START MATERIAL TO PROCESS

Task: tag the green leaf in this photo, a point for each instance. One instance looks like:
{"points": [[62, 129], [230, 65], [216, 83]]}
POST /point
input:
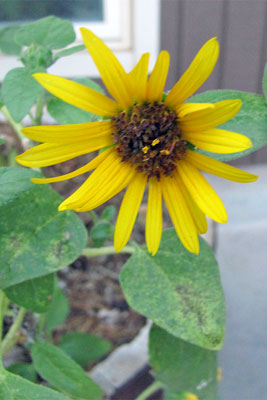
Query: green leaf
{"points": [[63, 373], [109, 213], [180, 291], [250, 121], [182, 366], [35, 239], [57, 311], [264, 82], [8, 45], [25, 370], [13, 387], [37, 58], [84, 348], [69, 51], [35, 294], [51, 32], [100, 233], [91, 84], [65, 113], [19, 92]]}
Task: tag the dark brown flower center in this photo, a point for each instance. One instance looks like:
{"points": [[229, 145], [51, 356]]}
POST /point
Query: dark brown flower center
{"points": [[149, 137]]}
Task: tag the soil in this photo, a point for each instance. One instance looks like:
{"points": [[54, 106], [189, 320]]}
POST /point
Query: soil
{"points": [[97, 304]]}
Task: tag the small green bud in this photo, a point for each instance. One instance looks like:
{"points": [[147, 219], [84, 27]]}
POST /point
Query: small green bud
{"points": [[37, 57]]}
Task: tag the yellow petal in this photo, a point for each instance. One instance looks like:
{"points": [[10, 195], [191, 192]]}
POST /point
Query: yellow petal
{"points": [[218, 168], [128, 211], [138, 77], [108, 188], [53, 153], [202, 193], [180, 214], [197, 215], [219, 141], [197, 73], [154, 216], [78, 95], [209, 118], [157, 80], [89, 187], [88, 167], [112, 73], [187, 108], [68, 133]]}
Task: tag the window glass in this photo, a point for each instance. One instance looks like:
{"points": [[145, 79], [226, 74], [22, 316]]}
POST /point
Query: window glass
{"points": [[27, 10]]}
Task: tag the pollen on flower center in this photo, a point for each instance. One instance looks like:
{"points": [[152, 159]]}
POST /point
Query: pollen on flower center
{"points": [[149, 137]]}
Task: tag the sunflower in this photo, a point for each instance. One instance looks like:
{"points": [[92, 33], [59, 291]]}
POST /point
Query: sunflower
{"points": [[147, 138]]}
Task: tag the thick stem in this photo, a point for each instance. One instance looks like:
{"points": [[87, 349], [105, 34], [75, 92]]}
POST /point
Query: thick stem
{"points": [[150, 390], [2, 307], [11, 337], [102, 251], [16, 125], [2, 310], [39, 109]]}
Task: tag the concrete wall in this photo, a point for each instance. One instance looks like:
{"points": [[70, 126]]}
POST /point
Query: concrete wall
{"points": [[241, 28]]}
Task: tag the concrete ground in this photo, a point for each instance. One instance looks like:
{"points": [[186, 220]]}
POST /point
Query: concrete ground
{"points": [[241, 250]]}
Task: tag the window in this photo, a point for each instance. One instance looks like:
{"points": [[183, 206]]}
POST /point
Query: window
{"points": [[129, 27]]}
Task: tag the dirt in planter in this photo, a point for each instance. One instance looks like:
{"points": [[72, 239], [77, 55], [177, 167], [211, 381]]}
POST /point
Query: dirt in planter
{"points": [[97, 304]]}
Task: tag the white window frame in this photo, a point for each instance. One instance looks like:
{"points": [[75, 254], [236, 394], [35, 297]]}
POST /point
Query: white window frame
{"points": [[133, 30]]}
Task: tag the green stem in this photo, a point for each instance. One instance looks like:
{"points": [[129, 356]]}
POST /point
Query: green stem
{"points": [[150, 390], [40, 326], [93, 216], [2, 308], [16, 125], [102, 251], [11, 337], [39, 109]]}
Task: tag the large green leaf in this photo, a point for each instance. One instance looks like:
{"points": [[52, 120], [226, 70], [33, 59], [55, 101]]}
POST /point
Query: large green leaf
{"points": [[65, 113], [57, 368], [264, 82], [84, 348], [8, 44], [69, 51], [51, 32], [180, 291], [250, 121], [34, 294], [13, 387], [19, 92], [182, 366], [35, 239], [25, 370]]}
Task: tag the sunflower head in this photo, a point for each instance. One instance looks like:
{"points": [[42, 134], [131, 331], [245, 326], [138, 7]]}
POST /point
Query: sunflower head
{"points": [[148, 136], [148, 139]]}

END MATERIAL TO PROCESS

→ JOB: Reproduce the whole listing word for word, setting aside any pictures.

→ REPLY:
Task: tag the green leaf in this photo, a point for each instance. One instance looks like:
{"points": [[62, 129], [230, 65], [216, 83]]}
POST /point
input:
Query: green leaf
{"points": [[63, 373], [109, 213], [180, 291], [250, 121], [182, 366], [35, 239], [57, 311], [264, 82], [8, 45], [25, 370], [13, 387], [37, 58], [84, 348], [69, 51], [35, 294], [51, 32], [100, 233], [91, 84], [65, 113], [19, 92]]}
Task: tag the dark brown flower center in this photo, a point for each instance. One instance looks like:
{"points": [[229, 145], [51, 356]]}
POST /point
Query: dark brown flower center
{"points": [[149, 137]]}
Task: tag the soil in this photo, a point for each instance. One instance looks like:
{"points": [[54, 106], [189, 320]]}
POST /point
Query: soil
{"points": [[97, 304]]}
Task: tag the small green bud in this photo, a point for each instance. One instance looks like:
{"points": [[147, 219], [84, 27]]}
POST /point
Query: small green bud
{"points": [[37, 57]]}
Task: tag the yellow petal in this photo, a point for each instance. One instance looks like:
{"points": [[10, 195], [191, 192]]}
POST /point
Query: yellow petal
{"points": [[218, 168], [128, 211], [138, 77], [108, 188], [53, 153], [202, 193], [180, 214], [197, 215], [219, 141], [197, 73], [154, 216], [78, 95], [209, 118], [157, 80], [89, 187], [88, 167], [112, 73], [187, 108], [68, 133]]}
Task: tag the window glass in this photo, a point for each instance. One instance looks like:
{"points": [[145, 79], [226, 74], [22, 316]]}
POST /point
Query: window glass
{"points": [[27, 10]]}
Task: tag the pollen on flower center in this photo, a point for each instance. One instance looks like:
{"points": [[152, 159]]}
POST /point
Query: pollen on flower center
{"points": [[149, 137]]}
Task: tag the sunflower in this photo, a point for each instance. One instance looks like:
{"points": [[92, 33], [59, 291]]}
POST /point
Query: sunflower
{"points": [[147, 138]]}
Task: tag the thick stem in this photo, a point for each instance. One instance looks like:
{"points": [[87, 349], [105, 34], [75, 92]]}
POST /point
Query: thick stem
{"points": [[150, 390], [2, 307], [11, 337], [102, 251], [16, 125], [2, 310], [39, 109]]}
Task: tag the concrete wall in this photo, a point for each instance. One instance looks like:
{"points": [[70, 126]]}
POST /point
Query: concrete wall
{"points": [[241, 28]]}
Task: tag the concrete ground in this photo, a point for each instance. One instance looks like:
{"points": [[186, 220]]}
POST /point
Query: concrete ground
{"points": [[241, 250]]}
Task: tag the window in this photo, a point for each instance. One instance looks like:
{"points": [[183, 206]]}
POST /point
Query: window
{"points": [[129, 27]]}
Task: tag the dirt in planter in this photo, a point for each instance. One instance looks like:
{"points": [[72, 239], [77, 55], [177, 167], [211, 381]]}
POST /point
Query: dirt in planter
{"points": [[97, 304]]}
Task: tag the white window frame in this photo, a point for each instance. One instance looks like:
{"points": [[75, 254], [236, 394], [35, 297]]}
POST /point
Query: white window frame
{"points": [[133, 30]]}
Task: tag the green stem in this photo, a point for each instance. One instance looks like:
{"points": [[129, 356]]}
POST /point
Query: green stem
{"points": [[150, 390], [40, 326], [93, 216], [2, 308], [16, 125], [102, 251], [11, 337], [39, 109]]}
Task: tag the large green leaf in this photo, a point for each instance. One instance looks like:
{"points": [[52, 120], [226, 70], [33, 59], [55, 101]]}
POST /point
Query: large green leaf
{"points": [[65, 113], [57, 368], [264, 82], [84, 348], [8, 44], [69, 51], [51, 32], [180, 291], [250, 121], [34, 294], [13, 387], [19, 92], [182, 366], [35, 239], [25, 370]]}
Task: tag the sunflower head in this photo, a point for each instance. One instance looks like:
{"points": [[42, 134], [131, 331], [245, 326], [138, 7]]}
POST /point
Query: sunflower head
{"points": [[148, 136], [148, 139]]}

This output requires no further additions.